Certainly, we can throw our hands in the air, require specific instruction of encoding by the end user and call it a day. But it doesn't really help getting at the unknown-unknowns that @lambda mentioned. Making unknown-unknowns discoverable is an important feature IMO. But perhaps it is orthogonal to text encoding support.

There's some similar discussion of UTF-16 for Ag @ ggreer/the_silver_searcher#914

Using byte-order-marks to detect UTF-other encodings may work. At some point, if there's no meta-data to indicate encoding, a tool can only be so-magical.

As far as specifying encoding: .gitattributes supports

_pattern_ encoding=_name_

to control its supporting tools, and you're already parsing git-style patterns for ignore. So that seems like a good way of supplying the encoding in complex cases...

That would make --encoding=_name_ cmdline switch equivalent to appending a "* encoding=_name_" line (though you might also want a --default-encoding that "prepends" instead).

I'm not sure how best to combine this with recognizing BYTE ORDER MARK, though, and I agree that would also be very nice to have.

I'm not sure whether it would be useful or not, but I do maintain a Rust wrapper around uchardet, which detects the most common character encodings. It was extracted from Mozilla. In my experience it works quite well for identifying UTF-8 versus UTF-16 (either endianness) and some other common character encodings, but it gets a little dodgier as you go further afield.

Any such character detection library is obviously statistical in nature, and it will fail on some files.

My Rust wrapper includes a copy of the uchardet source code that hasn't been synced with upstream in a while, but I'd be happy to do so (it's just a git submodule resolved at build time), and to make any necessary feature improvements.

@emk Sorry for the late response. That's a neat idea! But I'd like to discourage using C dependencies beyond what we get with libc. In any case, it will be some time before I get to this, and I'd probably like to at least start without automatic detection. _After that_, depending on how much complexity it adds, I might be willing to expose it under an optional cargo feature.

(My hope is to move most of the search code out into a separate crate maintained in this repo. Once that's done, we can start talking about APIs.)

Another vote for this: PowerShell on Windows unfortunately writes UTF-16 when piping to a file (Out-File) [1]. That means a common case like this fails:

"hi" > test.txt
rg hi

Matches nothing.

[1] In a classic case of inconsistency, it writes ASCII using Set-Content 😢

The UTF-16LE encoding used on Windows (or rather, UCS-2LE, if that's still a thing) is an especially important use-case, and one of the easiest to detect. The typical steps can be seen in this uchardet source file:

  1. Check for Unicode Byte Order Marks, which will normally work well for Windows files.
  2. Check for alternating (mostly-)ASCII and 0 bytes, which will detect a large fraction of the remaining files.
  3. Fall back to more sophisticated character set probers and heuristics to deal with harder cases and other encodings.

@Bobo1239 is currently working to update my Rust uchardet bindings to build against the latest uchardet and to support Windows. But it wouldn't take much to implement a pure-Rust solution that could detect UTF-8 and UTF-16.

@BurntSushi mentioned this issue elsewhere (#7) and wrote:

The problem then comes with the output though. Do you output in the same encoding as the input? If so, that sounds pretty hairy. (Possibly even intractable.)

Is there any reason you couldn't just use Rust's standard output facilities? For a first version, detect at least UTF-16LE/BE, transcode to UTF-8 for searching, and allow Rust to output it the same way as existing strings? You pretty much need to choose a single output encoding in any case, and it might as well be whatever Rust generates for you.
★ ★ ★
Written problem: Copy everything from "2. Check for" down to "UTF-8 and UTF-16." in the thread on text encoding support, replacing "uchardet" with "chardetng".
★ ★ ★
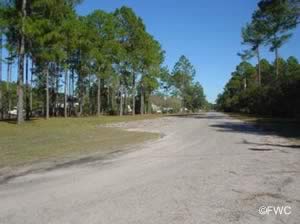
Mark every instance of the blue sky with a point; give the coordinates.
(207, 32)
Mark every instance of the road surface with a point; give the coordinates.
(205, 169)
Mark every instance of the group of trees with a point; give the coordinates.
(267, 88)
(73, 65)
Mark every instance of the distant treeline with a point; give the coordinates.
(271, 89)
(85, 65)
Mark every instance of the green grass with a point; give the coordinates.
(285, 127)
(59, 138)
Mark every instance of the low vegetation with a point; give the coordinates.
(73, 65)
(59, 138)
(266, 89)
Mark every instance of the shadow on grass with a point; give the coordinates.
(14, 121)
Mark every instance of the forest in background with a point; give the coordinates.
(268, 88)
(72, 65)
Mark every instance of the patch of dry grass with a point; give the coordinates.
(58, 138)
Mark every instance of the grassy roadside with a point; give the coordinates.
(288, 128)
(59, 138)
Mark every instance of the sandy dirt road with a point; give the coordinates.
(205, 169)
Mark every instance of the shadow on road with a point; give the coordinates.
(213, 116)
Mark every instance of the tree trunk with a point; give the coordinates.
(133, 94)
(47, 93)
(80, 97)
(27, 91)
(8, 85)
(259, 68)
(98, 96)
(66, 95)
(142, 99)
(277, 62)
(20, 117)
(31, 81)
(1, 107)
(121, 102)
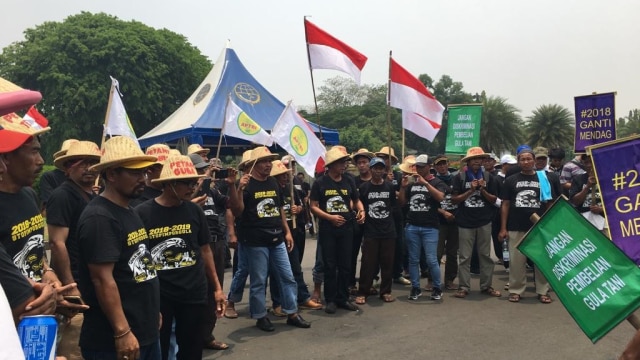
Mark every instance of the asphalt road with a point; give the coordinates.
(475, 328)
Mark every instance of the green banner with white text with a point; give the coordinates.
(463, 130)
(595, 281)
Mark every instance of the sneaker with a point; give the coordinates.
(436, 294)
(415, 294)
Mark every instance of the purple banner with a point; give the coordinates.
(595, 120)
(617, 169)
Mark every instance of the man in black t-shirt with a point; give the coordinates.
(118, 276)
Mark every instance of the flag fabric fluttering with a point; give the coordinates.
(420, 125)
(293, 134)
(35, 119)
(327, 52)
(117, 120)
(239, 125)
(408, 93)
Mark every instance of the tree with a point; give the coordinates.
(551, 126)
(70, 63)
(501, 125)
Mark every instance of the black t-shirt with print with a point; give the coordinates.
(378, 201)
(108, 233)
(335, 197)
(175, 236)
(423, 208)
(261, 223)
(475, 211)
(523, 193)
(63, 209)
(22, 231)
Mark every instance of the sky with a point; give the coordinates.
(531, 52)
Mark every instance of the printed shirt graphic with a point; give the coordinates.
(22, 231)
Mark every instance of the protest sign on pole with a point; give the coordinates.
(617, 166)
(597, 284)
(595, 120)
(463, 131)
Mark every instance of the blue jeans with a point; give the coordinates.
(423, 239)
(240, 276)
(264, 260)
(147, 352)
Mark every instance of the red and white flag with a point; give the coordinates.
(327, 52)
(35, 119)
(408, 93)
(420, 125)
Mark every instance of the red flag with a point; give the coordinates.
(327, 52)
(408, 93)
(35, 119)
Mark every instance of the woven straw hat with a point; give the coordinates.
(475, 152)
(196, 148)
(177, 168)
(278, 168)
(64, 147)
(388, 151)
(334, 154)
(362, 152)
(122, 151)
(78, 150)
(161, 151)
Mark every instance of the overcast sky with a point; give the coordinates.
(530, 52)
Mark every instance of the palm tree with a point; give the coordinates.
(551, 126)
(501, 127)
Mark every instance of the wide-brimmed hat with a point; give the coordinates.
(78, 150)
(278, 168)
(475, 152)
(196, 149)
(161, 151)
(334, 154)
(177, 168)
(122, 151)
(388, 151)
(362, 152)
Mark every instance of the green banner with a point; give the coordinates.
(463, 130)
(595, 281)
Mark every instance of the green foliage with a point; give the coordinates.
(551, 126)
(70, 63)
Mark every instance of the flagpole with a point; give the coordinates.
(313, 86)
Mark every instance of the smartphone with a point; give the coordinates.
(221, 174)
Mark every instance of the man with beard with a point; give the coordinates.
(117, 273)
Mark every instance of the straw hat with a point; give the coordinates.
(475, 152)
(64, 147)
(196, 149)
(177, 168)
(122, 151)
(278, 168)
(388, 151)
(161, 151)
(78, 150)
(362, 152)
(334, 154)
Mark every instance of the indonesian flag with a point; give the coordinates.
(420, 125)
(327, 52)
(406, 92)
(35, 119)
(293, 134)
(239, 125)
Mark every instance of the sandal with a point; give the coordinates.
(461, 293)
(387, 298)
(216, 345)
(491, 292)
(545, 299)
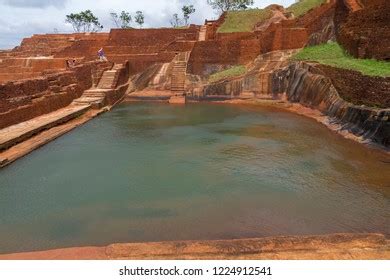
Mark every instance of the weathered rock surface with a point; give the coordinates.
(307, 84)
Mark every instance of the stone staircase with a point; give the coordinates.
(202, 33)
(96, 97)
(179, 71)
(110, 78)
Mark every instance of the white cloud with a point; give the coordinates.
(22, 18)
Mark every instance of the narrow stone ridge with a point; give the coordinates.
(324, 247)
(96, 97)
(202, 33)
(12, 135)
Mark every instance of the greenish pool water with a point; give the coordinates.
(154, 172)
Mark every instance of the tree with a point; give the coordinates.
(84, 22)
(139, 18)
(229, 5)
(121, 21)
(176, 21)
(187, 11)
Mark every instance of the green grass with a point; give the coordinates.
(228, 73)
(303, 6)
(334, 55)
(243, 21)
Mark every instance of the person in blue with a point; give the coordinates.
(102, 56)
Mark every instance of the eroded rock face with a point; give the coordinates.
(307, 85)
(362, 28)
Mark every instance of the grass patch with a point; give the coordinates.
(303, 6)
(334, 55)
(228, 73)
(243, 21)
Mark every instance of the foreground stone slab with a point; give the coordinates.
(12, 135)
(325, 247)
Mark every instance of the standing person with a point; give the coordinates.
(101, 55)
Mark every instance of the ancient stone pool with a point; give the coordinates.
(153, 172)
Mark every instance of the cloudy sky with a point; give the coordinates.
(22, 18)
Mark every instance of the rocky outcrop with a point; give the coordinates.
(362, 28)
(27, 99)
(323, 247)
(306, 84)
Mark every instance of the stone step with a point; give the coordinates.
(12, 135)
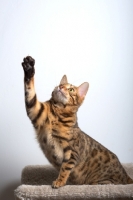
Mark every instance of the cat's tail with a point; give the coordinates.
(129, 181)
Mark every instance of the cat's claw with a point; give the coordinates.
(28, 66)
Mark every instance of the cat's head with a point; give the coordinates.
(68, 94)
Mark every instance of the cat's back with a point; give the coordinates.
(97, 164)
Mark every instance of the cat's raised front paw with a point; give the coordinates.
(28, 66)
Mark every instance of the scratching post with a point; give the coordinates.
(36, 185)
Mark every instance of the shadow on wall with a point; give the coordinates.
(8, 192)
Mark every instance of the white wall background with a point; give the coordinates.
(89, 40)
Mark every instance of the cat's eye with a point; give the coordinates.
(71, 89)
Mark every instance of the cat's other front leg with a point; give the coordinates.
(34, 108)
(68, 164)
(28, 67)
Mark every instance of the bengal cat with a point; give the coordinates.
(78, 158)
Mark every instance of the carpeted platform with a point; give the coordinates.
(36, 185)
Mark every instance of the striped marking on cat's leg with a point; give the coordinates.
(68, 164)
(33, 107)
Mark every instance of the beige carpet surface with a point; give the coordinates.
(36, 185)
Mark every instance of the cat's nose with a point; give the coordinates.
★ ★ ★
Answer below:
2. Check for alternating (mostly-)ASCII and 0 bytes, which will detect a large fraction of the remaining files.
  3. Fall back to more sophisticated character set probers and heuristics to deal with harder cases and other encodings.

@Bobo1239 is currently working to update my Rust chardetng bindings to build against the latest chardetng and to support Windows. But it wouldn't take much to implement a pure-Rust solution that could detect UTF-8 and UTF-16.